### WHAT THE TASK REQUIRES
Retype the records without changing a character, starting at the very first line and stopping after the line that contains "[(84, 63), (170, 76)]".

### DATASET ENTRIES

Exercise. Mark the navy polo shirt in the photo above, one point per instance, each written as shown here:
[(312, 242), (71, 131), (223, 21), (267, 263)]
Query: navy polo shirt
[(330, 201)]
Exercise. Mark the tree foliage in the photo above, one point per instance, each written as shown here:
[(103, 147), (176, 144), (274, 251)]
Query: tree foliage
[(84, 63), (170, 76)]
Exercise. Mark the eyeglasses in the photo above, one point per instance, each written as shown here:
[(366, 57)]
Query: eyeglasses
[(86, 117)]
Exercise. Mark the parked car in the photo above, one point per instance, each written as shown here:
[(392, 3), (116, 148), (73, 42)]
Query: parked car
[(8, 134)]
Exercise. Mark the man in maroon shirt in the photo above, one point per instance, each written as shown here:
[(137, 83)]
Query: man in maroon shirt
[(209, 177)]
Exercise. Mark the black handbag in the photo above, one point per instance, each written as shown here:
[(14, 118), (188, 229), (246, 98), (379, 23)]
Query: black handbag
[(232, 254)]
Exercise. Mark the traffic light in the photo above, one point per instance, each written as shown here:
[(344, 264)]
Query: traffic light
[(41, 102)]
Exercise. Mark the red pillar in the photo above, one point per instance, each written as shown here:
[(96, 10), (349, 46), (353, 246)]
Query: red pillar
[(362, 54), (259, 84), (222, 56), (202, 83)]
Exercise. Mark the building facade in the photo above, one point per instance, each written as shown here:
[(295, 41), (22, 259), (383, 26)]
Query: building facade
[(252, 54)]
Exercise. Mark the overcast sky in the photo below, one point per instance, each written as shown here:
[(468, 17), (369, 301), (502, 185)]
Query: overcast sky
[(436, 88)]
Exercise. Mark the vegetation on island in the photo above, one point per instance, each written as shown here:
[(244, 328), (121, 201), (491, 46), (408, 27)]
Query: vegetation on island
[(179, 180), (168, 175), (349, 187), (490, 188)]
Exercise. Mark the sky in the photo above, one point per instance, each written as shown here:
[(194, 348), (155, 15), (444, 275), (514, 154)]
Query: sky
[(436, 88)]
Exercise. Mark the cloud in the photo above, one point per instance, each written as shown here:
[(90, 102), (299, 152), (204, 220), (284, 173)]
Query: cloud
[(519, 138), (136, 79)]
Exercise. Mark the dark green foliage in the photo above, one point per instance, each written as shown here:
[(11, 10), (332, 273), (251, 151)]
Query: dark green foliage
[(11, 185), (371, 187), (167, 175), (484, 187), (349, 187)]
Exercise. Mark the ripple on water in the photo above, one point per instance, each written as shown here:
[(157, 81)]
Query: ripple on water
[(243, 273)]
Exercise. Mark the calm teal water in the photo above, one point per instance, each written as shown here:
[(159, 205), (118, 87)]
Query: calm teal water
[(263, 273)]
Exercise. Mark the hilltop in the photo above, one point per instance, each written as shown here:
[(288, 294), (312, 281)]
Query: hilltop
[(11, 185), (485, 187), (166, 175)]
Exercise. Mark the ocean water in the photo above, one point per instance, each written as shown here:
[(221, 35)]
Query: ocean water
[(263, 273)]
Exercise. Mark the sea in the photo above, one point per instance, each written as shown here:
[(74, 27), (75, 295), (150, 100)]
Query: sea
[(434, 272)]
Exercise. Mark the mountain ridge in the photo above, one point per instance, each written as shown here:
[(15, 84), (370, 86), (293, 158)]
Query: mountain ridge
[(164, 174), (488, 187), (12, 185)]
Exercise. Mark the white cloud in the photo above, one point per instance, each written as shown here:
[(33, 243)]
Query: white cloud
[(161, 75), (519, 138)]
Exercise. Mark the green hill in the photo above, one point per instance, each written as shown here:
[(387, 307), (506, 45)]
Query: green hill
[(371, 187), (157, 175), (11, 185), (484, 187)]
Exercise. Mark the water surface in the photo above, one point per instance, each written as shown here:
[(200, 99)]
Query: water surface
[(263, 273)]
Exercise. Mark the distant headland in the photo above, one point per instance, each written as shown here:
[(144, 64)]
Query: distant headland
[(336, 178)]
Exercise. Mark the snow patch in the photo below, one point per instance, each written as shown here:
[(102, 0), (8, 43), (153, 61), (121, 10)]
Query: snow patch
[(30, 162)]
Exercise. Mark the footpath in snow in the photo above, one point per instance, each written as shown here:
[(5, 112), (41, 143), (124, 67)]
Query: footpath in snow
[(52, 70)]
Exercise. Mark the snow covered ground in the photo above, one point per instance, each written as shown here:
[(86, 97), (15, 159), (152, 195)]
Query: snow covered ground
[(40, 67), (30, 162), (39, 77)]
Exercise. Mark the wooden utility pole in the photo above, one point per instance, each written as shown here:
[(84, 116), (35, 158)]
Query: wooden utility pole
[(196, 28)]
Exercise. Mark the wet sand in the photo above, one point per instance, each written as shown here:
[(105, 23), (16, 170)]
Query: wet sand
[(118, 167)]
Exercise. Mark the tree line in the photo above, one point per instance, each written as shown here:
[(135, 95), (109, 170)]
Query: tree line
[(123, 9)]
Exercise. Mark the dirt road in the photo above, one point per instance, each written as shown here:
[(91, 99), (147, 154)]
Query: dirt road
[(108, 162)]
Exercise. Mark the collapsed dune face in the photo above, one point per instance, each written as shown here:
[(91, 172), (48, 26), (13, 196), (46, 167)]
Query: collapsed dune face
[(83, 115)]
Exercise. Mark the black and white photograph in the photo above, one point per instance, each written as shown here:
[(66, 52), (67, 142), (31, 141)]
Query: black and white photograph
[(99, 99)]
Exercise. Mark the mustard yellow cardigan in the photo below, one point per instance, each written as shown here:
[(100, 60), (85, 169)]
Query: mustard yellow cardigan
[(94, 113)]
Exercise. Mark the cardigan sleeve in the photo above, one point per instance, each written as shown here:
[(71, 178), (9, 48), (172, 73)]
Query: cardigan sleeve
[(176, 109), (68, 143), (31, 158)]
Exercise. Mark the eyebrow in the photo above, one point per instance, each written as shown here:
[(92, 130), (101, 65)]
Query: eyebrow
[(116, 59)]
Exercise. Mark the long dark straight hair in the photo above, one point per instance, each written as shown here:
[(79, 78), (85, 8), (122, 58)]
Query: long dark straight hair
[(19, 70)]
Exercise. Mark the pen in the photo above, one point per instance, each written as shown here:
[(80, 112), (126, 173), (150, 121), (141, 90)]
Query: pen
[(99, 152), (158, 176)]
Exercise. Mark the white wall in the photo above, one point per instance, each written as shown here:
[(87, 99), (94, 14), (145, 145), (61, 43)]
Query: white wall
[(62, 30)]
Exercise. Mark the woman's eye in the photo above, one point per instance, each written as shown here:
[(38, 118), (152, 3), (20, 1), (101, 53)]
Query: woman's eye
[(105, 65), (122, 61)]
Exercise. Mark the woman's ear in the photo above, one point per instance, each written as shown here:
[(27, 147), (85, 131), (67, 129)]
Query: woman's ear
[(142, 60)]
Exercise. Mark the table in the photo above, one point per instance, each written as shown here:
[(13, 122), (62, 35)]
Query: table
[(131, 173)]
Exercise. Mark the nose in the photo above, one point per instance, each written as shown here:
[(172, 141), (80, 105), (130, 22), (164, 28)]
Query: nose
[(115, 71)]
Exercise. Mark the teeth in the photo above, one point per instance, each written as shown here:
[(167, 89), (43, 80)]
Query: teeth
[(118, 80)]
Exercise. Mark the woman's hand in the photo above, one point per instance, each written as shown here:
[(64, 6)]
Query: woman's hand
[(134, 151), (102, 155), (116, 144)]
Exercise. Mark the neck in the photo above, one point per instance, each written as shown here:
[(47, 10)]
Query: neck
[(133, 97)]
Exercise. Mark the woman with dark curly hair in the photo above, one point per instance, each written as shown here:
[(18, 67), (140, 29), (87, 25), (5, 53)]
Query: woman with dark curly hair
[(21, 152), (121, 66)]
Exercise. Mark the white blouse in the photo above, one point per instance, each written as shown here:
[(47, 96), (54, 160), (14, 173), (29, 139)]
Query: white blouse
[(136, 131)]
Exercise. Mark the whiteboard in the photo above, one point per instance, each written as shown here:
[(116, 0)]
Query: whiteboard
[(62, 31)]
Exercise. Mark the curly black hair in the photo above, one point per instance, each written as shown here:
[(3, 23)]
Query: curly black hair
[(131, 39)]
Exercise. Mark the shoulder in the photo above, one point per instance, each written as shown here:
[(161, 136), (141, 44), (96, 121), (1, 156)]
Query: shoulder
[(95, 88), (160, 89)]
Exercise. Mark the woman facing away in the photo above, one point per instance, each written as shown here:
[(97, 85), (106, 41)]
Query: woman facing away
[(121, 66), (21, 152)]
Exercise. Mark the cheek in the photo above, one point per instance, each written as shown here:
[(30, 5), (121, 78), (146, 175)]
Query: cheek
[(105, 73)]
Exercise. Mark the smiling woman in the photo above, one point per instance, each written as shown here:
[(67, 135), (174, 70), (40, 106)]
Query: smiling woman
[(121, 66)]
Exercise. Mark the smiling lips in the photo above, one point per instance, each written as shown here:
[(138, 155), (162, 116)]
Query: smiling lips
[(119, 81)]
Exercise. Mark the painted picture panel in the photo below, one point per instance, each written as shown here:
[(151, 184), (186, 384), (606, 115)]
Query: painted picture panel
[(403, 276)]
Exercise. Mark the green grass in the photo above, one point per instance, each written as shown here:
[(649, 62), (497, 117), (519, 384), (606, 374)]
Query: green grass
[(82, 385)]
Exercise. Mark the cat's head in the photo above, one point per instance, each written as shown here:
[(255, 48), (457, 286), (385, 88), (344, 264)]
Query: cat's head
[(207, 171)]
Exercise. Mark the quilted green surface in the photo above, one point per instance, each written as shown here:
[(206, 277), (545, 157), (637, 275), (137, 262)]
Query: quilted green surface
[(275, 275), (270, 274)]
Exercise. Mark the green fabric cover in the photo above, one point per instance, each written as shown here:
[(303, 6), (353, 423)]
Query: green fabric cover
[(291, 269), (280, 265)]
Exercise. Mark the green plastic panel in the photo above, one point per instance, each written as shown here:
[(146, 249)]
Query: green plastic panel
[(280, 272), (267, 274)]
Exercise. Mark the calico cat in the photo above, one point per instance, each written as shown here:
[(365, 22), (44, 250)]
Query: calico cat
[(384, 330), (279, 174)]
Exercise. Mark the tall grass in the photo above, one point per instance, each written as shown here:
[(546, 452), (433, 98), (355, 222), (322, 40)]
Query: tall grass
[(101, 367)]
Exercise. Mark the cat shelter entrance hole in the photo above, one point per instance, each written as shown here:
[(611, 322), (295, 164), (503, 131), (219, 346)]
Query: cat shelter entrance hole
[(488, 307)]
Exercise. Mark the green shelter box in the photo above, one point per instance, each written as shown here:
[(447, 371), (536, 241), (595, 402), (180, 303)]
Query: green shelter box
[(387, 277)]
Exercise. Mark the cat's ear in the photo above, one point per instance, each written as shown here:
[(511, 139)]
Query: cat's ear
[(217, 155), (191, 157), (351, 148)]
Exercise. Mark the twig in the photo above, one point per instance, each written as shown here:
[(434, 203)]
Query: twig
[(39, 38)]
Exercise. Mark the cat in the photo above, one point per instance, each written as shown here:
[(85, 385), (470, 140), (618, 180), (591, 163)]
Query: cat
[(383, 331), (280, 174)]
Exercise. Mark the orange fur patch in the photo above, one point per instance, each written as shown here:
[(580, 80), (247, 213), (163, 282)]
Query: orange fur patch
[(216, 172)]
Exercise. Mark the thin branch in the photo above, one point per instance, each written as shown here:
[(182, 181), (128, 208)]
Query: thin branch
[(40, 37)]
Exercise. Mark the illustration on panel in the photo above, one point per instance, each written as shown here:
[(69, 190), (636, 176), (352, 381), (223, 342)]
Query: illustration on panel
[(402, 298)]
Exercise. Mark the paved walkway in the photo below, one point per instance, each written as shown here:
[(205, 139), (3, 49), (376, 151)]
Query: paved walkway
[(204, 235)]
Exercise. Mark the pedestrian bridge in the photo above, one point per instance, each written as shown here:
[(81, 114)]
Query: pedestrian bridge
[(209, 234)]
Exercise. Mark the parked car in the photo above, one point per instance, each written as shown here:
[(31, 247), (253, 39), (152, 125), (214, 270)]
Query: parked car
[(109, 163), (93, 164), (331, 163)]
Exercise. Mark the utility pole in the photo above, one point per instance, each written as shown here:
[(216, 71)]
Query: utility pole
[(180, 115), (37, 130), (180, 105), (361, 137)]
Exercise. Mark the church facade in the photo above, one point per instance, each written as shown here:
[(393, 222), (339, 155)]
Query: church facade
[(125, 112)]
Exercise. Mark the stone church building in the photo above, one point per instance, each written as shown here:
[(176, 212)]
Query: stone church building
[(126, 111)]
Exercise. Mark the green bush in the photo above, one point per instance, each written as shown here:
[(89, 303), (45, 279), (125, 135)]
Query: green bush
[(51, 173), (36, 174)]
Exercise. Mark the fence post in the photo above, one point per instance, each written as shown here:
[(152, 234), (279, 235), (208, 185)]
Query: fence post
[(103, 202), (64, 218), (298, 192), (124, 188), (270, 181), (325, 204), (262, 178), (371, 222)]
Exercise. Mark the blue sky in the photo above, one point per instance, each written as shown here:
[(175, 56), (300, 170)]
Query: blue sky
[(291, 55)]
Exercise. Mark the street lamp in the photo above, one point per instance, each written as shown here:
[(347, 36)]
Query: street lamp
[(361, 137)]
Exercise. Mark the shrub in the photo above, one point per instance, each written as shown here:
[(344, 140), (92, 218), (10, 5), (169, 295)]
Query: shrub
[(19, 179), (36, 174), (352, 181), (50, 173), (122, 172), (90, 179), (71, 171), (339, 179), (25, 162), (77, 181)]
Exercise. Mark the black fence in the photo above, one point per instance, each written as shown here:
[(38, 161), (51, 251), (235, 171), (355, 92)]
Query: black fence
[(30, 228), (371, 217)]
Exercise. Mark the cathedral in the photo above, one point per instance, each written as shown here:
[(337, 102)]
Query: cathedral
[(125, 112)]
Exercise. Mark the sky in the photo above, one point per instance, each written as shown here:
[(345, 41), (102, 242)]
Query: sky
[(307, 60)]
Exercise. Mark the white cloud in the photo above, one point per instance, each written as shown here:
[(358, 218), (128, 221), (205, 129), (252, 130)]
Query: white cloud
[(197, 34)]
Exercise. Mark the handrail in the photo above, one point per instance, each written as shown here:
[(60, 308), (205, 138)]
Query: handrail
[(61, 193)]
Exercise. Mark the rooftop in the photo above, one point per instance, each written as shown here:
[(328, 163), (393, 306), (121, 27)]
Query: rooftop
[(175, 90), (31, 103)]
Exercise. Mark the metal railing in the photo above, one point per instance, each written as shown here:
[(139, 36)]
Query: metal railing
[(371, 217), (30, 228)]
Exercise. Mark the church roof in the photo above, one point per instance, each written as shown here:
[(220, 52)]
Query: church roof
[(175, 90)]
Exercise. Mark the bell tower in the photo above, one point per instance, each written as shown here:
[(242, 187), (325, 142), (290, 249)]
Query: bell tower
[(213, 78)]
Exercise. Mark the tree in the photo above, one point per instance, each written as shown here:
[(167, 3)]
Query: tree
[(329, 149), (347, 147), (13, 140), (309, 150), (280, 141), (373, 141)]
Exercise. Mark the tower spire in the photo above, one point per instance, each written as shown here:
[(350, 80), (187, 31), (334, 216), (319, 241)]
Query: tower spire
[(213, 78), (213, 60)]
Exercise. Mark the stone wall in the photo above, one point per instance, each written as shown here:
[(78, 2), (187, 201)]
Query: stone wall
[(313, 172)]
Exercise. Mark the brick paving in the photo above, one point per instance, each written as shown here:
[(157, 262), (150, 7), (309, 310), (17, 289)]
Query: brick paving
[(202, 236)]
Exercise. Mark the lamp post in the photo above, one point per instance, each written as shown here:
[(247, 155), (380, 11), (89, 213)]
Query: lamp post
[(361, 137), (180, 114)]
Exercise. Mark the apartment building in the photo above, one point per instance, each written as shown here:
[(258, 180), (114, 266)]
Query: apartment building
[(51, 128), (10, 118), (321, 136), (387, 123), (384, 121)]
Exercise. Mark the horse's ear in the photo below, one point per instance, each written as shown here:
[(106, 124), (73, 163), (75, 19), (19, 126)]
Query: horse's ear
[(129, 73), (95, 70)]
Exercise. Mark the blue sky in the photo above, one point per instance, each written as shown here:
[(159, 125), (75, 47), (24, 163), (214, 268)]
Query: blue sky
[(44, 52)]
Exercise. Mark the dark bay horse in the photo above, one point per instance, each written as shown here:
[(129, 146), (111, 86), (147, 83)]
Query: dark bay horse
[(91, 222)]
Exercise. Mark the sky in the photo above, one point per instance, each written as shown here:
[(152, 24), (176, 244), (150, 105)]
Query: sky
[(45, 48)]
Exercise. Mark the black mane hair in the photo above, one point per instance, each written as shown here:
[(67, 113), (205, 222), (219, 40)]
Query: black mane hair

### WRITTEN SOLUTION
Exercise. Mark the navy polo shirt in the photo above, one point per instance, each written as shown here:
[(312, 242), (71, 131), (223, 21), (267, 263)]
Query: navy polo shirt
[(330, 201)]
Exercise. Mark the tree foliage in the photo above, one point per instance, each written as shown here:
[(103, 147), (176, 144), (274, 251)]
Query: tree foliage
[(84, 63), (170, 76)]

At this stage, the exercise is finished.